## THE TASK
Where the string "header" occurs in a line of the entries below, copy that line.

## DATASET RECORDS
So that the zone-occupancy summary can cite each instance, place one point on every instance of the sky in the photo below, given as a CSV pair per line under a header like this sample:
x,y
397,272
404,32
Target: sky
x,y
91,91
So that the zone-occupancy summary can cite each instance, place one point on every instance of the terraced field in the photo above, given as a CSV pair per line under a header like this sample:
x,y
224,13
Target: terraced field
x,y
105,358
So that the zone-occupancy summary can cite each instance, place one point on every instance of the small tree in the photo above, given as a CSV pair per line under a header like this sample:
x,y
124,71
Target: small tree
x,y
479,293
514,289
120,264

## RESPONSE BELOW
So that the zone-occupancy summary can cite each instance, place one point on every instance of the sky in the photo below, given as a CSV pair per line under a header like this sample:
So that the zone-occupancy summary can cite each instance, place one point on every instance of the terraced field in the photo above, given as a CSV pair per line under a header like this sample:
So that the zone-occupancy summary can cite each instance, place one point on every instance of the small tree in the photo above, given as a CSV pair per line under a header like this sample:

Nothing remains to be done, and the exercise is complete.